(Items drawn from a data source)
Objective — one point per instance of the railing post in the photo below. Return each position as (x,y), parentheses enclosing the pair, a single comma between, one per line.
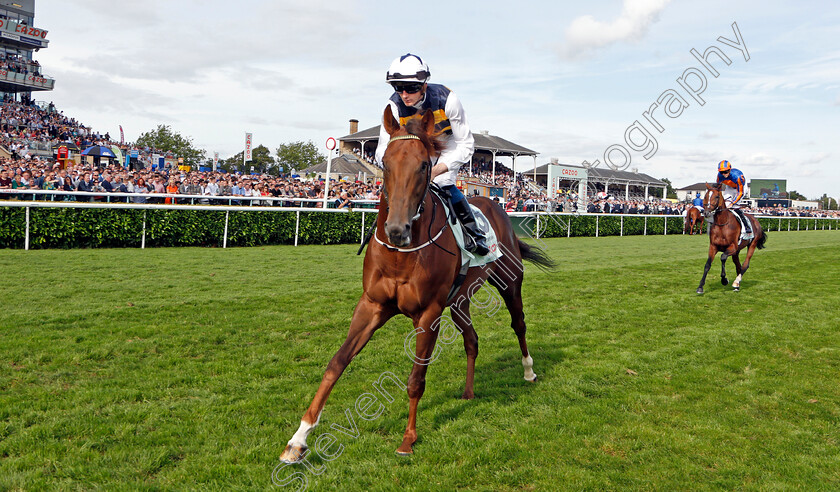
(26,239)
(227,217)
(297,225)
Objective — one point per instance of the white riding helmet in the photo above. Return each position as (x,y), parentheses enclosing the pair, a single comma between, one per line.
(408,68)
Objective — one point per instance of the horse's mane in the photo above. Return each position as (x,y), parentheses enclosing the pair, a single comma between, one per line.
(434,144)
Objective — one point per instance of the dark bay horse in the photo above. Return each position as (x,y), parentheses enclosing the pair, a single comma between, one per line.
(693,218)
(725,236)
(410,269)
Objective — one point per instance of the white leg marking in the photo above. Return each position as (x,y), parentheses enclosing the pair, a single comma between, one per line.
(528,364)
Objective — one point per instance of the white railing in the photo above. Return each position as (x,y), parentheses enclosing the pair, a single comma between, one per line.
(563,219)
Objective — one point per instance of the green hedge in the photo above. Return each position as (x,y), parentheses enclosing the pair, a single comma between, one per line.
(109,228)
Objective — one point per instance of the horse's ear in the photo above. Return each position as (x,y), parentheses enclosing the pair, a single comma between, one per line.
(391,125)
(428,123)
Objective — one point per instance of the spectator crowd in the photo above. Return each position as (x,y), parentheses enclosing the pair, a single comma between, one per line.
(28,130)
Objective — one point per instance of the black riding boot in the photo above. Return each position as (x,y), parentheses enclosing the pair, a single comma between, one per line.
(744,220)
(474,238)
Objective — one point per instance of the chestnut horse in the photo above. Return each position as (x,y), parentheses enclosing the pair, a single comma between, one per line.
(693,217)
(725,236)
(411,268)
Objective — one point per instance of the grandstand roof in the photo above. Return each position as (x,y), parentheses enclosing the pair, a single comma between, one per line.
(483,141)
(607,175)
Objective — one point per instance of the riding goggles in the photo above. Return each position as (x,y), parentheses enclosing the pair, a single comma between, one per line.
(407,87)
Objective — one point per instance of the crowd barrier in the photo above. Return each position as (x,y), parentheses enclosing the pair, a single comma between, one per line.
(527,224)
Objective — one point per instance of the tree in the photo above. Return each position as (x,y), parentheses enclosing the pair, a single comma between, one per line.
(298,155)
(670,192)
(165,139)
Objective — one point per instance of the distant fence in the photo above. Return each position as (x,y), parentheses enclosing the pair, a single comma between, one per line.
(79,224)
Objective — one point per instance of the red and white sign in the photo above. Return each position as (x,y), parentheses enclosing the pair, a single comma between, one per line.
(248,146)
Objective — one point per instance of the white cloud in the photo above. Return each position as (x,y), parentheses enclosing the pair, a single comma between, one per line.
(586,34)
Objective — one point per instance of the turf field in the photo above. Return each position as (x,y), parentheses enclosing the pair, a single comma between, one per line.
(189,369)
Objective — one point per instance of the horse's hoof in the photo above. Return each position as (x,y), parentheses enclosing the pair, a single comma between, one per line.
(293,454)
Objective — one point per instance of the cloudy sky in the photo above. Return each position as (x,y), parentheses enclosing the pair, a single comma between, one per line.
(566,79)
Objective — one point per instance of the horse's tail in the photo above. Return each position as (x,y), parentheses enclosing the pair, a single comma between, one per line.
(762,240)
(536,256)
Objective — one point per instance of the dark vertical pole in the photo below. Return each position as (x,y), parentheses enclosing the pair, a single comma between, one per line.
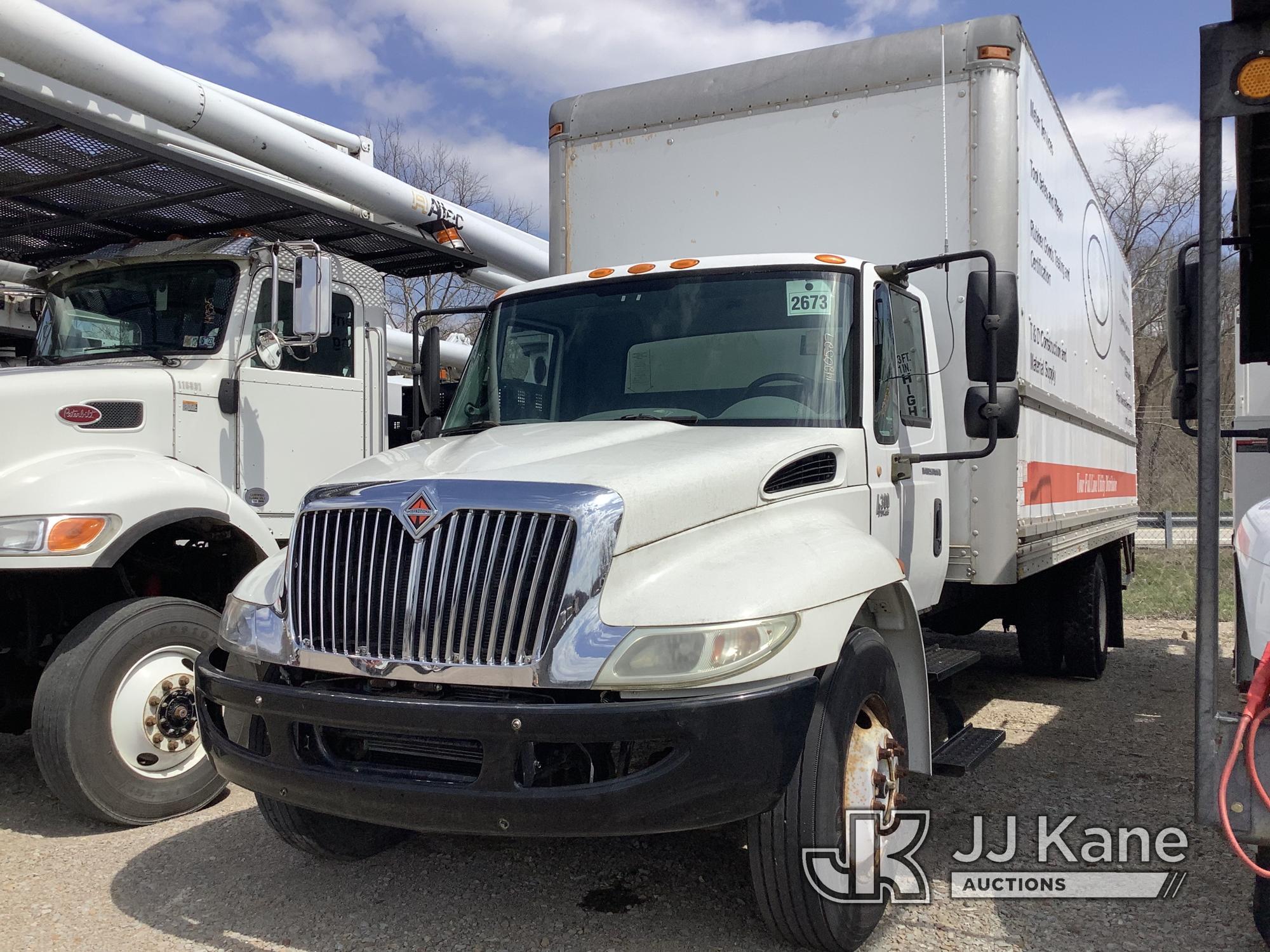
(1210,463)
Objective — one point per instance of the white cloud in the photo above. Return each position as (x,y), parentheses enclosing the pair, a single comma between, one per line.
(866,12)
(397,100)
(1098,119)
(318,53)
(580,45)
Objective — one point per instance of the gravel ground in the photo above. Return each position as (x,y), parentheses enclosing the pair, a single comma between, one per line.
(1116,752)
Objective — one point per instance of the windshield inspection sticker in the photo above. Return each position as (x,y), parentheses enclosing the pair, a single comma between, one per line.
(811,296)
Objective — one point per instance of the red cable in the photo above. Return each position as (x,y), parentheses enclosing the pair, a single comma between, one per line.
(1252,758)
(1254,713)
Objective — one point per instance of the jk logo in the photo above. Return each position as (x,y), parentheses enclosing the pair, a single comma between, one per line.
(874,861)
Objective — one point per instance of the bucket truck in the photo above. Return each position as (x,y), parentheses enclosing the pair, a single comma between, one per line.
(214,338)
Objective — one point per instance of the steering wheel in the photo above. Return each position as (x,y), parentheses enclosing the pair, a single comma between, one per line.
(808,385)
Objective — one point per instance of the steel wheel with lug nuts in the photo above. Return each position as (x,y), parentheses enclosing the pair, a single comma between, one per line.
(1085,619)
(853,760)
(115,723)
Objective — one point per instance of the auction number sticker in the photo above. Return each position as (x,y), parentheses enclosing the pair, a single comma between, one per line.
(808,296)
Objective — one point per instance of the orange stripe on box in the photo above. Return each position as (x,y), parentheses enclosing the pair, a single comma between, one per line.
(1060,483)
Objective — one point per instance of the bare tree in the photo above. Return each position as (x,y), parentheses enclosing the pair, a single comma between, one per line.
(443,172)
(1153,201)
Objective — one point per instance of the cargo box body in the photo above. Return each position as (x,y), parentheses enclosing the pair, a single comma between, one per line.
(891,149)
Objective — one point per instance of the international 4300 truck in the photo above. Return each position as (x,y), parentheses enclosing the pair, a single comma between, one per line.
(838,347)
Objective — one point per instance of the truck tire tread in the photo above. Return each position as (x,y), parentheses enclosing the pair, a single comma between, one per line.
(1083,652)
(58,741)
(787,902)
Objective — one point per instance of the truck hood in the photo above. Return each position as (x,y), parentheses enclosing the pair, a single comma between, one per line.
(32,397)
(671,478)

--

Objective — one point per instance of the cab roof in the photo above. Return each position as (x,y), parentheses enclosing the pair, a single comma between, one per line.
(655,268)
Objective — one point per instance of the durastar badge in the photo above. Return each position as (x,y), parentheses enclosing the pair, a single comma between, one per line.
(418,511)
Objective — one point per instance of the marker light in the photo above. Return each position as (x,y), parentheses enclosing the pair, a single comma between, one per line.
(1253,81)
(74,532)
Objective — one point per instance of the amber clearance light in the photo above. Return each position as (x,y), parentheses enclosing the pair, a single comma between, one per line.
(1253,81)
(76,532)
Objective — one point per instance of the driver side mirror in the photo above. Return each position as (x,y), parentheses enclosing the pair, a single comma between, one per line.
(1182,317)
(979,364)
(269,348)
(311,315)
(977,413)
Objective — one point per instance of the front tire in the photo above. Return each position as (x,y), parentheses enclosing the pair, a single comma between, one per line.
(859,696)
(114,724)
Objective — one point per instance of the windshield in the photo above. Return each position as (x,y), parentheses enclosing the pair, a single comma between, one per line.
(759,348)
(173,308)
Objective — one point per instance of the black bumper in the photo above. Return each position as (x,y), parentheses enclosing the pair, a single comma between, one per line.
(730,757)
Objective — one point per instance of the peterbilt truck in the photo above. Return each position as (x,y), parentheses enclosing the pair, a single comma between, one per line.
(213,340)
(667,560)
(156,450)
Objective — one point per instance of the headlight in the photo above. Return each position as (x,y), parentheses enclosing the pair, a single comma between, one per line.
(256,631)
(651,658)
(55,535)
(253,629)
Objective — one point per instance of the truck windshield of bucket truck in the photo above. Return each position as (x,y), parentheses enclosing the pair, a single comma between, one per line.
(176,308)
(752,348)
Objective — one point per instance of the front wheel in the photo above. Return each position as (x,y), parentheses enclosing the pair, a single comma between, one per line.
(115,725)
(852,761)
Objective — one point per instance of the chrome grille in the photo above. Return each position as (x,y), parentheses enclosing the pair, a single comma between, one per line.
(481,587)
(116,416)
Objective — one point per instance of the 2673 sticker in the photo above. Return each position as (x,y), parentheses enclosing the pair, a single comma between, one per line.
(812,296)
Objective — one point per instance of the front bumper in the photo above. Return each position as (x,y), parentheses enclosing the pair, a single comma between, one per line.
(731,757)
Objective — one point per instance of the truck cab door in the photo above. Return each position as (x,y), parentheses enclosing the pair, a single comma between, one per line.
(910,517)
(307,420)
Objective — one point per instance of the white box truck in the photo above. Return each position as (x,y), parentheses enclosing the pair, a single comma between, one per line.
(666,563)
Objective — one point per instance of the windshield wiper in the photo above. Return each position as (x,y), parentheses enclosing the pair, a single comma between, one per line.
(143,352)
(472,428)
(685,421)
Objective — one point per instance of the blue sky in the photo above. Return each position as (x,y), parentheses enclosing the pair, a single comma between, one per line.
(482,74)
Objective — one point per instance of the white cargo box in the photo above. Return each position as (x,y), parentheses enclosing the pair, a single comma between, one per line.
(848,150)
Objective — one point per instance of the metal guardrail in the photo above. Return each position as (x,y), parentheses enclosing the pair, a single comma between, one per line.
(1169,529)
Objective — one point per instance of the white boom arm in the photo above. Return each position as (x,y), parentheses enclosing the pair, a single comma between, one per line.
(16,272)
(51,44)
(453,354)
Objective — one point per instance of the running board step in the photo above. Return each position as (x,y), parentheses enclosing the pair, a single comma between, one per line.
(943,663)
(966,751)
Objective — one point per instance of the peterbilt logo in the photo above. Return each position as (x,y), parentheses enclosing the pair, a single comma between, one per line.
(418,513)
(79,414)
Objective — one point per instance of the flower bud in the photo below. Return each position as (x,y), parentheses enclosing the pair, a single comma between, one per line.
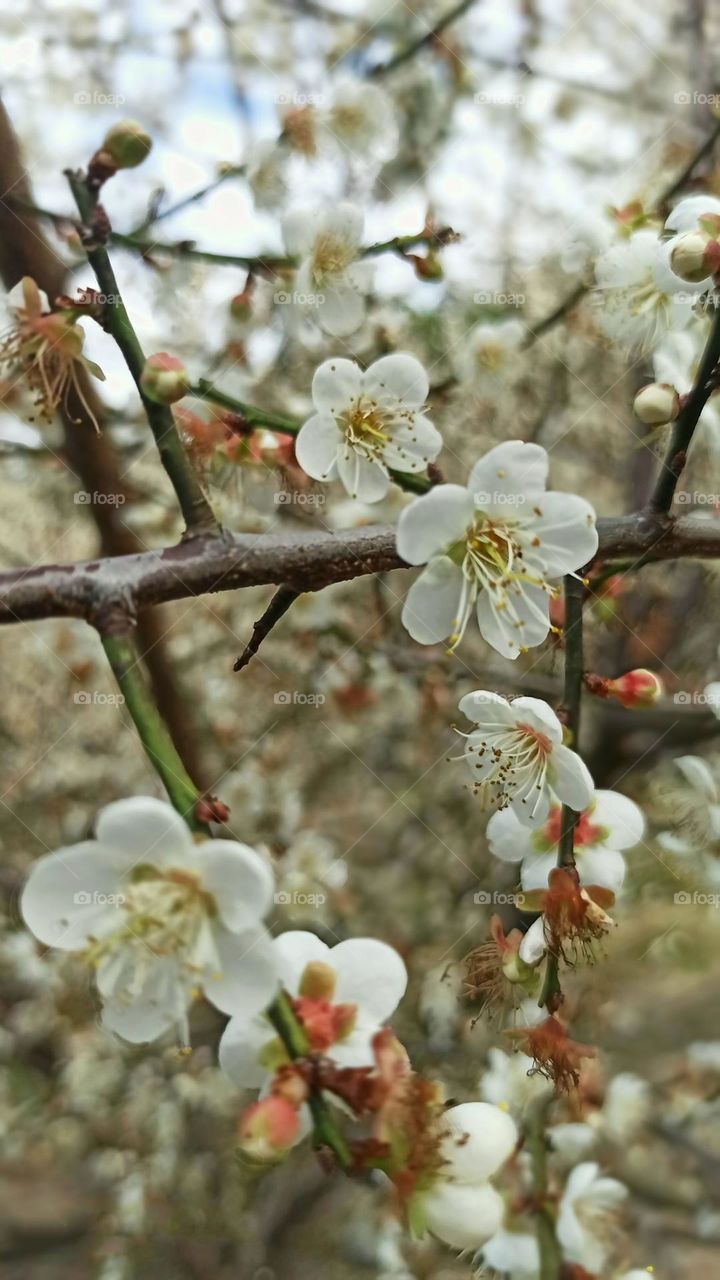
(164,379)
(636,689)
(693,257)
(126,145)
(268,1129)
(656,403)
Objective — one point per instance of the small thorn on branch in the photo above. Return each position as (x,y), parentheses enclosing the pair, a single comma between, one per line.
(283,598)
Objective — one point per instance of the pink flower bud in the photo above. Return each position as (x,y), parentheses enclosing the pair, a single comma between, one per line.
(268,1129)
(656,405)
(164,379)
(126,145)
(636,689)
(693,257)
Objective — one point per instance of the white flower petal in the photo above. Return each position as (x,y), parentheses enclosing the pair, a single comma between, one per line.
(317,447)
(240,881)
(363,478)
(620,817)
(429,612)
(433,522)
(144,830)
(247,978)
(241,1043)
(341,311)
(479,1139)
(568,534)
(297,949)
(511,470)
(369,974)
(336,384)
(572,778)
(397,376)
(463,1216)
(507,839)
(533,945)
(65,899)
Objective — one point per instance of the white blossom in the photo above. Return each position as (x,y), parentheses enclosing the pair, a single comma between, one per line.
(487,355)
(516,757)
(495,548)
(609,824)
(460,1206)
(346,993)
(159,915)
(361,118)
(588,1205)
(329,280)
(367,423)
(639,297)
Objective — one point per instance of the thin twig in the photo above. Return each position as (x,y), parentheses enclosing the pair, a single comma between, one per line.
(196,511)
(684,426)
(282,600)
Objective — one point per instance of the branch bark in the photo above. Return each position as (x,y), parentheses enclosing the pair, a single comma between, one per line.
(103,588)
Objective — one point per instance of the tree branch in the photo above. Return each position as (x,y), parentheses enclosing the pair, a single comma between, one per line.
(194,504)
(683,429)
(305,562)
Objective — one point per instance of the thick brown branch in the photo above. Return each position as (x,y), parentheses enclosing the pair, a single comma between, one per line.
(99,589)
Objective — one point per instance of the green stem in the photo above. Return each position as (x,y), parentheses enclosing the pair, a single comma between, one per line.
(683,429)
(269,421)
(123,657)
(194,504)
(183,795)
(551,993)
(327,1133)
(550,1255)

▶ [Instruction] Pull out and copy every line of the entries above that contains the word "green". Case counts, so match only lines where the word has this exact capitalization.

▶ [Solution to this problem]
Objective — one point per instance of the green hedge in the photo above. Return each position as (x,y), parentheses enclosing the pair, a single comma between, one per line.
Objective — one point per instance of the green stem in the photo above. Return each position as (x,y), parentheses enclosing the pair, a single comma between, one per line.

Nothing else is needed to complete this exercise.